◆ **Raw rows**
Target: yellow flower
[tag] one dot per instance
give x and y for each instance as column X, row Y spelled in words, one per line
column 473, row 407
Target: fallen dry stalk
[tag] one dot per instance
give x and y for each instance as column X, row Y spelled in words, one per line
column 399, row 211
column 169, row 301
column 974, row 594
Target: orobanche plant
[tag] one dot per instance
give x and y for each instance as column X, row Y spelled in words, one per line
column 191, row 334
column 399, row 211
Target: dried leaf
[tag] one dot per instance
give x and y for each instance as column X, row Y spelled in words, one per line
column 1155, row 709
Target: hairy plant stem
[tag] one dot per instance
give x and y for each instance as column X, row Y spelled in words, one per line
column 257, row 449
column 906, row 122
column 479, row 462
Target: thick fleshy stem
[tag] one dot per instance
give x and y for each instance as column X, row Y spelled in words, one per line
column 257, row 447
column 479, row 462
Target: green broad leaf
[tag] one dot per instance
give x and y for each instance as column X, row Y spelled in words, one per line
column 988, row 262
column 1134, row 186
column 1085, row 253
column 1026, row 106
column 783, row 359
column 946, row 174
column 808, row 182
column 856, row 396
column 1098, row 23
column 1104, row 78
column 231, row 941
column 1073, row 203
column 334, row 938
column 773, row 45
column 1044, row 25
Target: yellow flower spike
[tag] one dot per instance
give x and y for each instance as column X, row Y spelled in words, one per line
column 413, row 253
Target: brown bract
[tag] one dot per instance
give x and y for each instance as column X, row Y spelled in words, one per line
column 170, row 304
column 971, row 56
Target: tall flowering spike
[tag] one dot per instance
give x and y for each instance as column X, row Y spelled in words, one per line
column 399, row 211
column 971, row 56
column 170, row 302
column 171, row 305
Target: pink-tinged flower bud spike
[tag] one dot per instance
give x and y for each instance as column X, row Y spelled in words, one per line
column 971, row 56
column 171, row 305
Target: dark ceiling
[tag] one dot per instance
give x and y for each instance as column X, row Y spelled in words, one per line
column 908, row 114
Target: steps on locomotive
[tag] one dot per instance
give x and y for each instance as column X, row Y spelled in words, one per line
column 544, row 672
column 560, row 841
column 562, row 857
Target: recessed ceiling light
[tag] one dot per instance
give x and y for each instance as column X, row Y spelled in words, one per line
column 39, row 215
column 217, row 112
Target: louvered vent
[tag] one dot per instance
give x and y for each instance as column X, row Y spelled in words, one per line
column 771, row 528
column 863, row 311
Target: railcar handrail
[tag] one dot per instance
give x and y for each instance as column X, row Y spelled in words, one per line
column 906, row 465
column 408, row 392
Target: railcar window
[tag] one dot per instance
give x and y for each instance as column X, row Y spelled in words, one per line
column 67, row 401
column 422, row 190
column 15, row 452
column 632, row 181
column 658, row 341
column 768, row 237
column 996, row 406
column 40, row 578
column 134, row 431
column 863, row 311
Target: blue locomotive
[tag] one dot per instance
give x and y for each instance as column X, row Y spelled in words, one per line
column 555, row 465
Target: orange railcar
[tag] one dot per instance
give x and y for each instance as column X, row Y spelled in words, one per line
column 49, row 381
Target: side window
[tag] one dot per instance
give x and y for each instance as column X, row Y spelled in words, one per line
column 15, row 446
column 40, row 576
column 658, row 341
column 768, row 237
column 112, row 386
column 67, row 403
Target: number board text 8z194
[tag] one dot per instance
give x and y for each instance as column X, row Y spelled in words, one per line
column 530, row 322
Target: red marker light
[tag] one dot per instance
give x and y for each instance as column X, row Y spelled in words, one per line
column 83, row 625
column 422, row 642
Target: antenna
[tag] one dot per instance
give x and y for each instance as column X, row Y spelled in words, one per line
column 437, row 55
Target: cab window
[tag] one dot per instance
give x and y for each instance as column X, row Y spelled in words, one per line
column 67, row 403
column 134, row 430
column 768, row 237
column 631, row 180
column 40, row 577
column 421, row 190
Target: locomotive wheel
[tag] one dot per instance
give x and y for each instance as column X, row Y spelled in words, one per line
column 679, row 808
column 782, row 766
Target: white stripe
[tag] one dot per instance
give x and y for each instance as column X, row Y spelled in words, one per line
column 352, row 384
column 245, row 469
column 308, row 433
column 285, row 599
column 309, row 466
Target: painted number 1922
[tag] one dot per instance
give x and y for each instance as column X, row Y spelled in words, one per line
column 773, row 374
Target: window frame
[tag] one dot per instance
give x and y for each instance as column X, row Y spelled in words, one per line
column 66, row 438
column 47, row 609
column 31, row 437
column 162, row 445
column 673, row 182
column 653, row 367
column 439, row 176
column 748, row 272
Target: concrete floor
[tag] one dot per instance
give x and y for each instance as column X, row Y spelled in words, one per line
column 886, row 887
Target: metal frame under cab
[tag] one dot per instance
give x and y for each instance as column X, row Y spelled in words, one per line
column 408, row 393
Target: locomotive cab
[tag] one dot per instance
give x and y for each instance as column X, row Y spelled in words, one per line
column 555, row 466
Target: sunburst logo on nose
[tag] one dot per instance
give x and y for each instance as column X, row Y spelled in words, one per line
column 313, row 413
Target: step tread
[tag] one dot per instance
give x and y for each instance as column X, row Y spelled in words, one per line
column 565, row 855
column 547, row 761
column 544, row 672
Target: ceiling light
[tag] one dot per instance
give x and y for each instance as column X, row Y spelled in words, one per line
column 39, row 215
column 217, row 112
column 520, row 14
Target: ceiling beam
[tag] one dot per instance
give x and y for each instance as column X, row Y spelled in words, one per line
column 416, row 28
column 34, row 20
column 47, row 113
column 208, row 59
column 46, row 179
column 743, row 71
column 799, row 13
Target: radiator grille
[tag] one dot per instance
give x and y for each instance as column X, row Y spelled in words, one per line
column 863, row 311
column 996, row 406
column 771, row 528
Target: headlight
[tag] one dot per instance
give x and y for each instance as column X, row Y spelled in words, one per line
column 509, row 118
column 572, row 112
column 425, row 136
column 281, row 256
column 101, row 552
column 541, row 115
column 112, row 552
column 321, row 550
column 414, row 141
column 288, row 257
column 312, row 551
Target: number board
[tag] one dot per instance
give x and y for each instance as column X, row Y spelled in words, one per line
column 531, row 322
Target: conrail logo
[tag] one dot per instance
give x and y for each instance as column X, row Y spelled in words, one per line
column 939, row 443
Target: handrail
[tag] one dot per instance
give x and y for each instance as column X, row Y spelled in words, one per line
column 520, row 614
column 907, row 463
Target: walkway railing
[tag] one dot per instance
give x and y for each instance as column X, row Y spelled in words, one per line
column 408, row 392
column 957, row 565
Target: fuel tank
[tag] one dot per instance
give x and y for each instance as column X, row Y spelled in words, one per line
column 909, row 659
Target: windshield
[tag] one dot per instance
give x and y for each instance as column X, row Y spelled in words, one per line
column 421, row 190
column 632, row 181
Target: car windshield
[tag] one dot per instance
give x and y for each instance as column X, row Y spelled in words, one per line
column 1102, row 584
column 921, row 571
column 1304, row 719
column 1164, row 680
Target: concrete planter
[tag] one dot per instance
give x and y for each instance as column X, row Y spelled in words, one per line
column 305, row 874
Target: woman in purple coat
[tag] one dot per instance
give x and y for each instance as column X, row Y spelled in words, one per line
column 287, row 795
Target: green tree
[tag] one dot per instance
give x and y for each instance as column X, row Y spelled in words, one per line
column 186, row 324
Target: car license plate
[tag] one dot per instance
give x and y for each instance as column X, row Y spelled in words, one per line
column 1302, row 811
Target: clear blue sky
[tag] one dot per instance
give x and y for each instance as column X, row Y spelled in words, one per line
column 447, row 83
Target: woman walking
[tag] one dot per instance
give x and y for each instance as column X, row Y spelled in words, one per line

◆ **Problem details**
Can you render every row above as a Markdown table with two columns, Number and Line, skipping any blank lines?

◆ **Worked answer**
| Number | Line |
|---|---|
| 1 | Target: yellow flower |
| 2 | [tag] one dot per instance |
| 3 | give x and y for each instance as column X, row Y spelled in words, one per line |
| 4 | column 473, row 407 |
| 5 | Target: fallen dry stalk |
| 6 | [tag] one dot per instance |
| 7 | give x and y for each instance as column X, row Y spelled in words, one per line |
| 8 | column 399, row 211 |
| 9 | column 169, row 301 |
| 10 | column 974, row 594 |
| 11 | Target: orobanche plant |
| 12 | [tag] one dot per instance |
| 13 | give x and y for each instance as column X, row Y spelled in words, one per line |
| 14 | column 191, row 334 |
| 15 | column 399, row 211 |
| 16 | Target: dried leaf |
| 17 | [tag] one dot per instance |
| 18 | give x and y for each instance as column X, row Y spelled in words, one per line |
| 19 | column 1155, row 709 |
| 20 | Target: hairy plant stem |
| 21 | [tag] one dot per instance |
| 22 | give x and y for each instance as column X, row Y spelled in words, one per line |
| 23 | column 257, row 449 |
| 24 | column 906, row 122 |
| 25 | column 479, row 462 |
| 26 | Target: thick fleshy stem |
| 27 | [tag] one dot per instance |
| 28 | give x and y for each instance as column X, row Y spelled in words, one per line |
| 29 | column 257, row 447 |
| 30 | column 479, row 462 |
| 31 | Target: green broad leaf |
| 32 | [tag] one dot per instance |
| 33 | give x and y for each instance as column X, row Y spelled in words, one per line |
| 34 | column 988, row 262 |
| 35 | column 1134, row 186 |
| 36 | column 1085, row 253 |
| 37 | column 1026, row 106 |
| 38 | column 783, row 359 |
| 39 | column 946, row 174 |
| 40 | column 808, row 182 |
| 41 | column 856, row 396 |
| 42 | column 1098, row 23 |
| 43 | column 1104, row 78 |
| 44 | column 231, row 941 |
| 45 | column 1073, row 203 |
| 46 | column 334, row 938 |
| 47 | column 773, row 45 |
| 48 | column 1044, row 25 |
| 49 | Target: yellow flower spike |
| 50 | [tag] one dot per instance |
| 51 | give x and y for each instance as column X, row Y spelled in words, one per line |
| 52 | column 413, row 253 |
| 53 | Target: brown bract |
| 54 | [tag] one dot per instance |
| 55 | give x and y for each instance as column X, row Y spelled in words, one per line |
| 56 | column 170, row 304 |
| 57 | column 971, row 56 |
| 58 | Target: tall flowering spike |
| 59 | [tag] one dot per instance |
| 60 | give x and y for each instance as column X, row Y spelled in words, one per line |
| 61 | column 399, row 211 |
| 62 | column 971, row 56 |
| 63 | column 170, row 302 |
| 64 | column 171, row 305 |
| 65 | Target: pink-tinged flower bud spike |
| 66 | [tag] one dot per instance |
| 67 | give x and y for each instance as column X, row Y spelled in words, one per line |
| 68 | column 971, row 56 |
| 69 | column 171, row 305 |
| 70 | Target: dark ceiling |
| 71 | [tag] one dot per instance |
| 72 | give x and y for each instance as column X, row Y spelled in words, one per line |
| 73 | column 908, row 114 |
| 74 | Target: steps on locomotive |
| 75 | [tag] one dot per instance |
| 76 | give x and y for each instance as column X, row Y spelled in words, one per line |
| 77 | column 544, row 672 |
| 78 | column 560, row 841 |
| 79 | column 562, row 857 |
| 80 | Target: recessed ceiling light |
| 81 | [tag] one dot per instance |
| 82 | give x and y for each instance as column X, row Y spelled in words, one per line |
| 83 | column 39, row 215 |
| 84 | column 217, row 112 |
| 85 | Target: louvered vent |
| 86 | [tag] one dot per instance |
| 87 | give x and y for each instance as column X, row Y spelled in words, one per line |
| 88 | column 771, row 528 |
| 89 | column 863, row 311 |
| 90 | Target: railcar handrail |
| 91 | [tag] one dot per instance |
| 92 | give x and y for each instance as column X, row Y spelled in words, one per line |
| 93 | column 906, row 465 |
| 94 | column 408, row 392 |
| 95 | Target: railcar window |
| 96 | [tag] one dot per instance |
| 97 | give x and y for each instance as column X, row Y spelled in words, one per line |
| 98 | column 67, row 401 |
| 99 | column 422, row 190 |
| 100 | column 15, row 452 |
| 101 | column 632, row 181 |
| 102 | column 658, row 341 |
| 103 | column 768, row 237 |
| 104 | column 996, row 406 |
| 105 | column 40, row 578 |
| 106 | column 134, row 431 |
| 107 | column 863, row 311 |
| 108 | Target: blue locomotive |
| 109 | [tag] one dot per instance |
| 110 | give x and y for each instance as column X, row Y spelled in words, one per line |
| 111 | column 555, row 465 |
| 112 | Target: orange railcar |
| 113 | [tag] one dot per instance |
| 114 | give x and y for each instance as column X, row Y spelled in words, one per line |
| 115 | column 49, row 381 |
| 116 | Target: side window |
| 117 | [tag] one dot per instance |
| 118 | give x and y for each instance as column X, row Y spelled in words, one per line |
| 119 | column 15, row 446 |
| 120 | column 40, row 576 |
| 121 | column 658, row 341 |
| 122 | column 768, row 237 |
| 123 | column 112, row 386 |
| 124 | column 67, row 403 |
| 125 | Target: number board text 8z194 |
| 126 | [tag] one dot per instance |
| 127 | give x and y for each instance as column X, row Y spelled in words, one per line |
| 128 | column 530, row 322 |
| 129 | Target: red marker light |
| 130 | [tag] one dot per instance |
| 131 | give x and y for each instance as column X, row Y spelled in words, one per line |
| 132 | column 83, row 625 |
| 133 | column 422, row 642 |
| 134 | Target: antenna |
| 135 | [tag] one dot per instance |
| 136 | give x and y for each instance as column X, row Y spelled in words, one per line |
| 137 | column 437, row 55 |
| 138 | Target: cab window |
| 139 | [tag] one dot per instance |
| 140 | give x and y for each instance as column X, row Y spelled in words, one per line |
| 141 | column 67, row 403 |
| 142 | column 134, row 430 |
| 143 | column 768, row 237 |
| 144 | column 631, row 180 |
| 145 | column 40, row 577 |
| 146 | column 421, row 190 |
| 147 | Target: locomotive wheel |
| 148 | [tag] one dot per instance |
| 149 | give x and y for each instance as column X, row Y spelled in words, one per line |
| 150 | column 679, row 808 |
| 151 | column 782, row 766 |
| 152 | Target: white stripe |
| 153 | [tag] one dot per instance |
| 154 | give x and y for each instance as column X, row Y spelled in words, one per line |
| 155 | column 352, row 384 |
| 156 | column 245, row 469 |
| 157 | column 308, row 433 |
| 158 | column 285, row 599 |
| 159 | column 309, row 466 |
| 160 | Target: painted number 1922 |
| 161 | [tag] one dot per instance |
| 162 | give x and y for each instance as column X, row Y spelled in words, one per line |
| 163 | column 773, row 374 |
| 164 | Target: window frame |
| 165 | [tag] one dot per instance |
| 166 | give x and y for each instance as column X, row Y spelled in words, one per line |
| 167 | column 66, row 438 |
| 168 | column 47, row 609 |
| 169 | column 31, row 437 |
| 170 | column 162, row 445 |
| 171 | column 673, row 182 |
| 172 | column 653, row 367 |
| 173 | column 439, row 176 |
| 174 | column 748, row 272 |
| 175 | Target: concrete floor |
| 176 | [tag] one dot per instance |
| 177 | give x and y for each instance as column X, row Y spelled in words, one per line |
| 178 | column 886, row 887 |
| 179 | Target: metal frame under cab |
| 180 | [tag] one dot per instance |
| 181 | give x and y for each instance as column X, row Y spelled in words, one per line |
| 182 | column 408, row 393 |
| 183 | Target: locomotive cab |
| 184 | [tag] one dot per instance |
| 185 | give x and y for each instance as column X, row Y spelled in words, one per line |
| 186 | column 555, row 466 |
| 187 | Target: sunburst logo on nose |
| 188 | [tag] one dot per instance |
| 189 | give x and y for each instance as column X, row Y spelled in words, one per line |
| 190 | column 313, row 413 |
| 191 | Target: step tread |
| 192 | [tag] one dot per instance |
| 193 | give x and y for each instance as column X, row Y spelled in words, one per line |
| 194 | column 565, row 855 |
| 195 | column 547, row 761 |
| 196 | column 544, row 672 |
| 197 | Target: ceiling light |
| 198 | [tag] one dot per instance |
| 199 | give x and y for each instance as column X, row Y spelled in words, one per line |
| 200 | column 39, row 215 |
| 201 | column 217, row 112 |
| 202 | column 520, row 14 |
| 203 | Target: ceiling beam |
| 204 | [tag] one dot per instance |
| 205 | give x and y for each instance as column X, row Y spelled in words, one per line |
| 206 | column 416, row 28 |
| 207 | column 34, row 20 |
| 208 | column 47, row 113 |
| 209 | column 208, row 59 |
| 210 | column 46, row 179 |
| 211 | column 743, row 71 |
| 212 | column 799, row 13 |
| 213 | Target: radiator grille |
| 214 | [tag] one dot per instance |
| 215 | give x and y for each instance as column X, row Y spelled in words, one per line |
| 216 | column 863, row 311 |
| 217 | column 996, row 406 |
| 218 | column 771, row 528 |
| 219 | Target: headlight |
| 220 | [tag] one dot per instance |
| 221 | give x and y for each instance as column X, row Y spelled in words, one per line |
| 222 | column 509, row 118 |
| 223 | column 572, row 112 |
| 224 | column 425, row 136 |
| 225 | column 281, row 256 |
| 226 | column 101, row 552 |
| 227 | column 541, row 115 |
| 228 | column 112, row 552 |
| 229 | column 321, row 550 |
| 230 | column 414, row 141 |
| 231 | column 288, row 257 |
| 232 | column 312, row 551 |
| 233 | Target: number board |
| 234 | [tag] one dot per instance |
| 235 | give x and y for each instance as column X, row Y spelled in words, one per line |
| 236 | column 531, row 322 |
| 237 | Target: conrail logo |
| 238 | [tag] one dot per instance |
| 239 | give x and y for each instance as column X, row Y spelled in words, one per line |
| 240 | column 939, row 443 |
| 241 | Target: handrail |
| 242 | [tag] one dot per instance |
| 243 | give x and y for each instance as column X, row Y spelled in words, one per line |
| 244 | column 520, row 614 |
| 245 | column 907, row 463 |
| 246 | Target: walkway railing |
| 247 | [tag] one dot per instance |
| 248 | give x and y for each instance as column X, row Y spelled in words, one per line |
| 249 | column 408, row 392 |
| 250 | column 957, row 565 |
| 251 | Target: fuel tank |
| 252 | [tag] one dot per instance |
| 253 | give x and y for each instance as column X, row Y spelled in words, one per line |
| 254 | column 909, row 659 |
| 255 | Target: windshield |
| 256 | [tag] one dot per instance |
| 257 | give x and y for each instance as column X, row Y spelled in words, one per line |
| 258 | column 421, row 190 |
| 259 | column 632, row 181 |
| 260 | Target: car windshield |
| 261 | [tag] one dot per instance |
| 262 | give x and y for each instance as column X, row Y spelled in words, one per line |
| 263 | column 1102, row 584 |
| 264 | column 921, row 571 |
| 265 | column 1304, row 719 |
| 266 | column 1164, row 680 |
| 267 | Target: concrete planter |
| 268 | [tag] one dot per instance |
| 269 | give x and y for each instance as column X, row Y spelled in words, one per line |
| 270 | column 305, row 874 |
| 271 | Target: woman in purple coat |
| 272 | [tag] one dot per instance |
| 273 | give x and y for each instance as column X, row Y spelled in words, one per line |
| 274 | column 287, row 795 |
| 275 | Target: green tree |
| 276 | [tag] one dot per instance |
| 277 | give x and y for each instance as column X, row Y spelled in words, one per line |
| 278 | column 186, row 324 |
| 279 | Target: car license plate |
| 280 | [tag] one dot per instance |
| 281 | give x and y for each instance as column X, row Y spelled in words, one per line |
| 282 | column 1302, row 811 |
| 283 | Target: clear blue sky |
| 284 | [tag] one dot per instance |
| 285 | give x and y for each instance as column X, row Y spelled in words, one per line |
| 286 | column 447, row 83 |
| 287 | Target: woman walking |
| 288 | [tag] one dot per instance |
| 289 | give x and y for each instance as column X, row Y spelled in words, one per line |